> _WHAT YOU NEED TO DO_
1) In the article on infant formula and diabetes, copy a part word for word: begin at the words "May 29, 1996" and stop after "of childhood diabetes.".
2) According to the article on infant formula and diabetes, researchers at which hospital wrote the 1993 New England Journal of Medicine article supporting the link?
3) Extend the news article on infant formula and childhood diabetes, picking up after its last sentence.

> _TEXT SEGMENT_

┏━━

Florida Researchers: Formula-Fed Babies Are Not At Greater Risk For Diabetes

May 29, 1996

GAINESVILLE—University of Florida medical researchers have found evidence to refute popular claims that bottle-feeding infants, instead of breastfeeding, is responsible for many cases of childhood diabetes.

In the May 25 issue of the international medical journal The Lancet, Dr. Mark Atkinson and co-research Tamir Ellis debunk the idea that consumption of infant formula containing cow’s milk is associated with an increased risk for insulin-dependent diabetes in genetically predisposed individuals.

“This popular hypothesis indicates that you’re at increased risk not just for diabetes, but for multiple sclerosis, rheumatoid arthritis and other autoimmune (self-attacking) diseases, depending on whether you were breast or bottlefed as an infant,” said Atkinson, pathologist and diabetes researcher at UF’s College of Medicine. “Based on old and new evidence that we have reviewed from a large number of studies, we simply don’t believe that.”

Insulin-dependent diabetes stems from a chronic autoimmune process that slowly destroys insulin-producing cells in the pancreas. Some researchers have reported that formula feeding plays a role in as many as a quarter of the children who contract diabetes.

In 1993, researchers at the Toronto Hospital for Sick Children wrote an article in the New England Journal of Medicine supporting the link. They cited evidence that people with diabetes were more likely to have earlier exposure to cow’s milk and were likely to have been breastfed for a shorter time than those who never developed the disease.

Shortly after many of these findings were made public, the American Academy of Pediatrics, which issues infant formula guidelines, released a report strongly encouraging breastfeeding in children who might otherwise be put at risk for developing autoimmune diseases such as diabetes.

Headlines declared “Drinking infant formula causes diabetes,” and Atkinson’s phone began to ring off the hook.

┗━━

> _GIVEN ENTRIES_
┏━━

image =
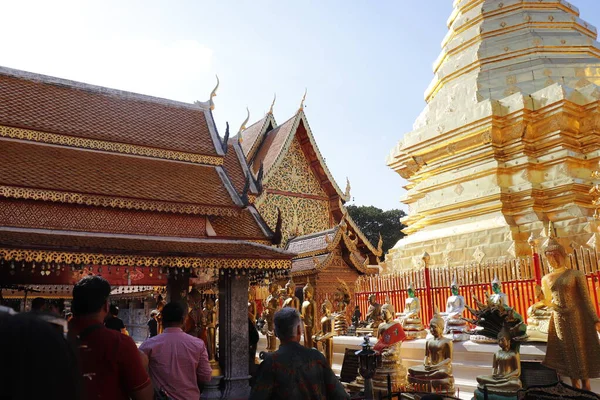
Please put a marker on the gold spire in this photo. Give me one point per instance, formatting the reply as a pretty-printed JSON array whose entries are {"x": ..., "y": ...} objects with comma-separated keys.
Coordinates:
[
  {"x": 302, "y": 101},
  {"x": 272, "y": 104}
]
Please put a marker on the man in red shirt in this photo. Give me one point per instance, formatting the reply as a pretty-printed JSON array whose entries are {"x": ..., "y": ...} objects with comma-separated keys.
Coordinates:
[
  {"x": 178, "y": 362},
  {"x": 111, "y": 364}
]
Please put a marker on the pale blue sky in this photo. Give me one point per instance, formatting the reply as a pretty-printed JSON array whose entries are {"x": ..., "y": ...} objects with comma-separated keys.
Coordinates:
[{"x": 366, "y": 64}]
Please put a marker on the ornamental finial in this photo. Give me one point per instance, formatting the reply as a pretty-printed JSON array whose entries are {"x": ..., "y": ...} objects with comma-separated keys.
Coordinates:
[
  {"x": 302, "y": 101},
  {"x": 272, "y": 104},
  {"x": 213, "y": 94}
]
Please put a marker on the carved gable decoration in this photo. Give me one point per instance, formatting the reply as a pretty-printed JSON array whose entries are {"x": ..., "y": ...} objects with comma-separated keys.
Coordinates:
[{"x": 295, "y": 174}]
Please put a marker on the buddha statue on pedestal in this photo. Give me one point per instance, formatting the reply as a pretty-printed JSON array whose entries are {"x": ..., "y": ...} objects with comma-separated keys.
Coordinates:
[
  {"x": 268, "y": 314},
  {"x": 326, "y": 334},
  {"x": 390, "y": 335},
  {"x": 436, "y": 371},
  {"x": 538, "y": 318},
  {"x": 410, "y": 318},
  {"x": 291, "y": 300},
  {"x": 309, "y": 314},
  {"x": 455, "y": 307},
  {"x": 573, "y": 346}
]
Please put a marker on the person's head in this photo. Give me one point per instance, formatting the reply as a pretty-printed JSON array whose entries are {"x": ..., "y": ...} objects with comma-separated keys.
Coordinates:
[
  {"x": 114, "y": 310},
  {"x": 38, "y": 304},
  {"x": 173, "y": 314},
  {"x": 288, "y": 325},
  {"x": 90, "y": 297},
  {"x": 36, "y": 351}
]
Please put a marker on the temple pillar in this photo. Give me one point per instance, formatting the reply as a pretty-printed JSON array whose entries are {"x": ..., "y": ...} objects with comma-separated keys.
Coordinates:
[
  {"x": 177, "y": 286},
  {"x": 233, "y": 334}
]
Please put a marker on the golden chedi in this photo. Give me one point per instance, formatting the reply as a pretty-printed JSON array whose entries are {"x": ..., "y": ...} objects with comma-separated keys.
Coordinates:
[
  {"x": 436, "y": 371},
  {"x": 410, "y": 318},
  {"x": 573, "y": 347},
  {"x": 510, "y": 113}
]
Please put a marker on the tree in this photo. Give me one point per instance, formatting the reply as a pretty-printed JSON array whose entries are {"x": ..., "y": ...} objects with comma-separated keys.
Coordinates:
[{"x": 373, "y": 221}]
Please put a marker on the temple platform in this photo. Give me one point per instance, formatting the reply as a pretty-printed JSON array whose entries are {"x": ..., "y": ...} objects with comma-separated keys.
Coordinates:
[{"x": 470, "y": 359}]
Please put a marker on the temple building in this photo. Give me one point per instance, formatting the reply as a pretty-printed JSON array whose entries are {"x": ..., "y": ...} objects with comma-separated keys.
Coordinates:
[
  {"x": 508, "y": 138},
  {"x": 297, "y": 192},
  {"x": 131, "y": 187}
]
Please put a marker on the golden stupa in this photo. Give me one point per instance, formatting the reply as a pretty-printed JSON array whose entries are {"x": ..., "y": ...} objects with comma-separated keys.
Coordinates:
[{"x": 509, "y": 136}]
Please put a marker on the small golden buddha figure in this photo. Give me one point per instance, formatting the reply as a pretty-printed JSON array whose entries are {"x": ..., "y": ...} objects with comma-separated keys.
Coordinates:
[
  {"x": 507, "y": 369},
  {"x": 309, "y": 313},
  {"x": 252, "y": 304},
  {"x": 436, "y": 371},
  {"x": 410, "y": 318},
  {"x": 455, "y": 307},
  {"x": 538, "y": 318},
  {"x": 573, "y": 346},
  {"x": 271, "y": 307},
  {"x": 291, "y": 300},
  {"x": 390, "y": 337},
  {"x": 498, "y": 297},
  {"x": 326, "y": 334},
  {"x": 373, "y": 316}
]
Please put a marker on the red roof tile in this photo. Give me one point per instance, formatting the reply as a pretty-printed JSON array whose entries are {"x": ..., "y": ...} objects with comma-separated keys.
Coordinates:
[{"x": 56, "y": 106}]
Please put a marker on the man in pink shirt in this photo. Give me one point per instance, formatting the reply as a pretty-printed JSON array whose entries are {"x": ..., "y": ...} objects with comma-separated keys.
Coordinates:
[{"x": 178, "y": 362}]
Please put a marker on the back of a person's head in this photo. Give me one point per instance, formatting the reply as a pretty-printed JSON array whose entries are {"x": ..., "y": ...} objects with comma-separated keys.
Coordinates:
[
  {"x": 39, "y": 363},
  {"x": 173, "y": 314},
  {"x": 114, "y": 310},
  {"x": 89, "y": 295},
  {"x": 38, "y": 304},
  {"x": 286, "y": 320}
]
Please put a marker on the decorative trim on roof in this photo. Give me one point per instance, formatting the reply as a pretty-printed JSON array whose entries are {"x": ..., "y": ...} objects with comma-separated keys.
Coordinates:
[
  {"x": 141, "y": 261},
  {"x": 113, "y": 147},
  {"x": 115, "y": 202}
]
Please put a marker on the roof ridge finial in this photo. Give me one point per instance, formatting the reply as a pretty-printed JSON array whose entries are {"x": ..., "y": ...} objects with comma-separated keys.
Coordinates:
[
  {"x": 272, "y": 104},
  {"x": 302, "y": 101},
  {"x": 213, "y": 94}
]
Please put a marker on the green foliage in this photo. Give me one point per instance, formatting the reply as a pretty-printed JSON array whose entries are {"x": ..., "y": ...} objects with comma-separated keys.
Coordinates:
[{"x": 372, "y": 221}]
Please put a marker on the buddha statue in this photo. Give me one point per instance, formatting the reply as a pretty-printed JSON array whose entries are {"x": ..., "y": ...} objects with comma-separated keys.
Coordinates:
[
  {"x": 573, "y": 347},
  {"x": 309, "y": 313},
  {"x": 410, "y": 318},
  {"x": 390, "y": 336},
  {"x": 342, "y": 299},
  {"x": 498, "y": 297},
  {"x": 506, "y": 366},
  {"x": 436, "y": 371},
  {"x": 291, "y": 300},
  {"x": 268, "y": 314},
  {"x": 326, "y": 334},
  {"x": 373, "y": 316},
  {"x": 538, "y": 318},
  {"x": 455, "y": 306}
]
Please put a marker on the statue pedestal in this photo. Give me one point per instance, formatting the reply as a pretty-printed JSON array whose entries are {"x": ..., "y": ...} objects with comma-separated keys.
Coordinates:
[{"x": 211, "y": 390}]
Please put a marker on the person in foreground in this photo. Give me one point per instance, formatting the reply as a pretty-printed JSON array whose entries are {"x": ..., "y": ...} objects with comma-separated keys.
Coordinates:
[
  {"x": 295, "y": 372},
  {"x": 178, "y": 362},
  {"x": 111, "y": 364}
]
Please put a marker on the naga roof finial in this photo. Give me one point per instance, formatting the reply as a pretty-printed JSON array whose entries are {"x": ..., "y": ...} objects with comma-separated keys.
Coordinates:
[
  {"x": 272, "y": 104},
  {"x": 302, "y": 101},
  {"x": 213, "y": 94}
]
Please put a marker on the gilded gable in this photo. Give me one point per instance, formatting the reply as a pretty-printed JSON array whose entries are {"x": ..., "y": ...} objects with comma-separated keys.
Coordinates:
[{"x": 294, "y": 174}]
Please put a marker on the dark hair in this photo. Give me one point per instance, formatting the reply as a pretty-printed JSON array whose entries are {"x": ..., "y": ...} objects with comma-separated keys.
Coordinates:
[
  {"x": 286, "y": 321},
  {"x": 173, "y": 314},
  {"x": 38, "y": 304},
  {"x": 33, "y": 348},
  {"x": 114, "y": 310},
  {"x": 89, "y": 295}
]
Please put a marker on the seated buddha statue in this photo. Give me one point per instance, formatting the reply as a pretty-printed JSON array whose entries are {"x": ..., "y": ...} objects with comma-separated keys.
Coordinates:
[
  {"x": 498, "y": 297},
  {"x": 538, "y": 318},
  {"x": 436, "y": 371},
  {"x": 507, "y": 369},
  {"x": 455, "y": 307},
  {"x": 410, "y": 318}
]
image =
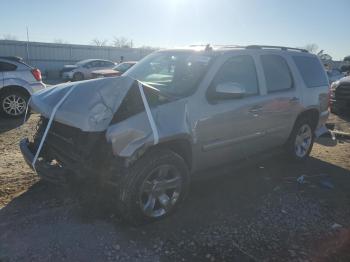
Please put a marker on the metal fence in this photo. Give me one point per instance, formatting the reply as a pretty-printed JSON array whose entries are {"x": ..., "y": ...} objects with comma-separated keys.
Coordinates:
[{"x": 51, "y": 57}]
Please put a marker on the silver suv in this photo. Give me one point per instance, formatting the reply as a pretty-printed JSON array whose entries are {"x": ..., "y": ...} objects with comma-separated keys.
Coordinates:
[
  {"x": 18, "y": 81},
  {"x": 147, "y": 133}
]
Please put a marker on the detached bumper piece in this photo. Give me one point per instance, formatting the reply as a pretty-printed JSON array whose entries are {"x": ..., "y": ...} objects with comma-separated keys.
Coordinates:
[{"x": 50, "y": 172}]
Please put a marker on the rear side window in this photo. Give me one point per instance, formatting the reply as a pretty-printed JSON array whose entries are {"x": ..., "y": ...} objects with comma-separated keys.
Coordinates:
[
  {"x": 7, "y": 67},
  {"x": 311, "y": 71},
  {"x": 239, "y": 69},
  {"x": 277, "y": 73}
]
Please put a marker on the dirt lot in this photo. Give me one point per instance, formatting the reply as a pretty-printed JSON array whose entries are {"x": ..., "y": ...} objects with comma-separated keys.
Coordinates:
[{"x": 255, "y": 213}]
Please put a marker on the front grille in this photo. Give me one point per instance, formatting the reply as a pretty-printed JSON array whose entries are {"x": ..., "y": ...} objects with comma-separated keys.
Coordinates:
[{"x": 68, "y": 145}]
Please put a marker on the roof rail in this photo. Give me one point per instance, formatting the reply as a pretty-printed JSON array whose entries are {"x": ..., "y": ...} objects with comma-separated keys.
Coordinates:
[
  {"x": 284, "y": 48},
  {"x": 12, "y": 58}
]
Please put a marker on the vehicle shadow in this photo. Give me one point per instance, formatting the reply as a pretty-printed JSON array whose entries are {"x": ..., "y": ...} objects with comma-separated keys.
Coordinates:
[
  {"x": 7, "y": 124},
  {"x": 239, "y": 206}
]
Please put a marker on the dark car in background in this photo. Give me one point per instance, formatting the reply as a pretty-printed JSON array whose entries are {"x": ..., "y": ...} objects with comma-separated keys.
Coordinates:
[
  {"x": 340, "y": 96},
  {"x": 83, "y": 69},
  {"x": 115, "y": 71}
]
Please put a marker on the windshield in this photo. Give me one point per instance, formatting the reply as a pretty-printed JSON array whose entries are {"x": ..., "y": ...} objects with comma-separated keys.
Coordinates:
[{"x": 174, "y": 72}]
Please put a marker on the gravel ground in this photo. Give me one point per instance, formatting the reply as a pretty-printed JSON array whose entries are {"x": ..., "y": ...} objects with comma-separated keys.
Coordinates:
[{"x": 254, "y": 213}]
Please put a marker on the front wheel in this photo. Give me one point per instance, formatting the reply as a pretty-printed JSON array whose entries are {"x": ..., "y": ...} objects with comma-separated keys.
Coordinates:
[
  {"x": 13, "y": 103},
  {"x": 301, "y": 140},
  {"x": 154, "y": 187}
]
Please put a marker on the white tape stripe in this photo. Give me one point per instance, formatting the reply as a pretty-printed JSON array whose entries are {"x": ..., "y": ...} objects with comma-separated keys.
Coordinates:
[
  {"x": 25, "y": 114},
  {"x": 49, "y": 124},
  {"x": 149, "y": 115}
]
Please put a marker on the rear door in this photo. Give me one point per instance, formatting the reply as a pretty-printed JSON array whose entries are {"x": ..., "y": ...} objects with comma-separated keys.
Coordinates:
[
  {"x": 225, "y": 126},
  {"x": 279, "y": 104}
]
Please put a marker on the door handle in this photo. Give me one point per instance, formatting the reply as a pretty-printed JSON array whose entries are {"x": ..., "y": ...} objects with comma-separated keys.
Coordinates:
[
  {"x": 294, "y": 100},
  {"x": 255, "y": 109}
]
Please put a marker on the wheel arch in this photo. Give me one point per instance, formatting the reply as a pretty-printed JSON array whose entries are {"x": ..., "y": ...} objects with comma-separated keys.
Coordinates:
[{"x": 15, "y": 87}]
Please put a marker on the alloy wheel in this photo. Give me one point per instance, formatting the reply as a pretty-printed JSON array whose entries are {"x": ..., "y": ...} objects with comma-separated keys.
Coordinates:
[
  {"x": 14, "y": 105},
  {"x": 160, "y": 191}
]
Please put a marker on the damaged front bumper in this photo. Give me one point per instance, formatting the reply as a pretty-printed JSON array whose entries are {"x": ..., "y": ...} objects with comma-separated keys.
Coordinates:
[{"x": 48, "y": 172}]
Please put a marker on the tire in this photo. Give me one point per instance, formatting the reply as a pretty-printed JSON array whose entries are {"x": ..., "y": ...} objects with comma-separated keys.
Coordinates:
[
  {"x": 301, "y": 140},
  {"x": 138, "y": 189},
  {"x": 20, "y": 100},
  {"x": 78, "y": 76}
]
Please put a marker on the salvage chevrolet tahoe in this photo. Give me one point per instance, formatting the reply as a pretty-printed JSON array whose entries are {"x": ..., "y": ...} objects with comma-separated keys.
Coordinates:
[{"x": 177, "y": 112}]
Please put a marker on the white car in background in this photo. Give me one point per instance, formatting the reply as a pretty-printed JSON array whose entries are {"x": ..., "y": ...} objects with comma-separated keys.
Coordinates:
[
  {"x": 83, "y": 69},
  {"x": 334, "y": 75},
  {"x": 18, "y": 81}
]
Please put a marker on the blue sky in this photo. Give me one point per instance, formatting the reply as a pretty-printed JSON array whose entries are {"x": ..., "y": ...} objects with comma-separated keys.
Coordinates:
[{"x": 169, "y": 23}]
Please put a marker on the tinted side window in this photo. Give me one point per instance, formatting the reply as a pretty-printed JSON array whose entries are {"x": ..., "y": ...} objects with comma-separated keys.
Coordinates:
[
  {"x": 311, "y": 71},
  {"x": 7, "y": 67},
  {"x": 277, "y": 73},
  {"x": 107, "y": 63},
  {"x": 241, "y": 70}
]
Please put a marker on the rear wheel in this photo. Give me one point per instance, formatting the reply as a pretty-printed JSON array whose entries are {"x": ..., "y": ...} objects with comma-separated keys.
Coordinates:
[
  {"x": 301, "y": 140},
  {"x": 13, "y": 103},
  {"x": 154, "y": 187}
]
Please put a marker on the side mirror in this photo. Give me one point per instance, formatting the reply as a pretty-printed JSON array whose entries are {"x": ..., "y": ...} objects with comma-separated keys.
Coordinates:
[{"x": 229, "y": 90}]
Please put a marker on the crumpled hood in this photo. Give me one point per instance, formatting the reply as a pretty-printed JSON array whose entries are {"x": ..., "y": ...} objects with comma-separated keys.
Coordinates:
[
  {"x": 89, "y": 107},
  {"x": 344, "y": 80}
]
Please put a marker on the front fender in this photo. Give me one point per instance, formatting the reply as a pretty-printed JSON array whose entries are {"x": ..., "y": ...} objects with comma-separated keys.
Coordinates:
[{"x": 135, "y": 133}]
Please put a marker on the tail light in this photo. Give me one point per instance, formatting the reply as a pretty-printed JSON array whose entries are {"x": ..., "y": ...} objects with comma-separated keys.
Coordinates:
[{"x": 37, "y": 74}]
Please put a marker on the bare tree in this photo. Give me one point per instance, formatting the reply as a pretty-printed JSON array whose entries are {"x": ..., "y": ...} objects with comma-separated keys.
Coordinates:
[
  {"x": 99, "y": 42},
  {"x": 312, "y": 48},
  {"x": 122, "y": 42},
  {"x": 9, "y": 37}
]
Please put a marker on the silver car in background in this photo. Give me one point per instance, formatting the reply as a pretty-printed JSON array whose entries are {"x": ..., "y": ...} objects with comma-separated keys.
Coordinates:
[
  {"x": 83, "y": 69},
  {"x": 18, "y": 81}
]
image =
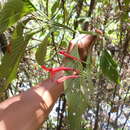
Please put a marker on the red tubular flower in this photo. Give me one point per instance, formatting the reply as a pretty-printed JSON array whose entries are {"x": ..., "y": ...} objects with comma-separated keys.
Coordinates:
[
  {"x": 55, "y": 70},
  {"x": 69, "y": 56},
  {"x": 67, "y": 77}
]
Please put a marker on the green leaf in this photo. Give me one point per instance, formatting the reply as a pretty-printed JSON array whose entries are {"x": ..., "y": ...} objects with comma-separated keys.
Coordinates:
[
  {"x": 55, "y": 6},
  {"x": 76, "y": 104},
  {"x": 109, "y": 67},
  {"x": 75, "y": 99},
  {"x": 13, "y": 11},
  {"x": 10, "y": 61},
  {"x": 41, "y": 51}
]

┗━━

> _RESPONSES PER TASK_
1)
May 29, 1996

GAINESVILLE—University of Florida medical researchers have found evidence to refute popular claims that bottle-feeding infants, instead of breastfeeding, is responsible for many cases of childhood diabetes.

2) The Toronto Hospital for Sick Children.

3)
“The problem with many things in science is that people just don’t conceptualize them because they’re too difficult to understand,” Atkinson said. “But you put out the idea that feeding your child infant formula is bad, and the public can really relate. For that reason, this story really took off.

“I received many phone calls and letters from women asking me whether they caused their child to have diabetes because they didn’t want to breastfeed, or whether they were selfish for going back to work. It caused a lot of anxiety.”

The Lancet article features Atkinson’s review of research over many years — studies he says were fundamentally flawed in their methodology and conclusions. Some, for example, relied on questionnaires asking people to recall events from 10 to 15 years earlier. Others did not accurately separate and analyze early infant feeding practices such as intermittent consumption of breast milk and infant formula.

Furthermore, epidemiological studies refute the link between cow’s milk and diabetes, Atkinson said. He noted, for example, that people in Finland drink twice as much cow’s milk as people in Sardinia, but the two countries have similar incidence of insulin-dependent diabetes.

Greatly expanded and properly designed trials are needed to properly address the issue, he said. Yet early data from patient studies in Finland and Canada comparing children who consume formula with cow’s milk protein versus those consuming formula without cow’s milk already contradict the purported link between formula feeding and diabetes. In the Finland trial, an infant who consumed formula that did not contain cow’s milk has developed diabetes.

UF researchers, therefore, believe attempts to modify infant diets with the aim of avoiding diabetes have been “premature and unnecessary.”

“Although breastfeeding is worth encouraging for many reasons, we strongly believe current infant feeding guidelines should not be changed with the aim of avoiding insulin-dependent diabetes until more convincing evidence accumulates on the particular link between foods and diabetes,” Atkinson said.

“We also need more information on important features of how long a person is exposed to these foods, and a description of the mechanism by which they may promote the development of diabetes.”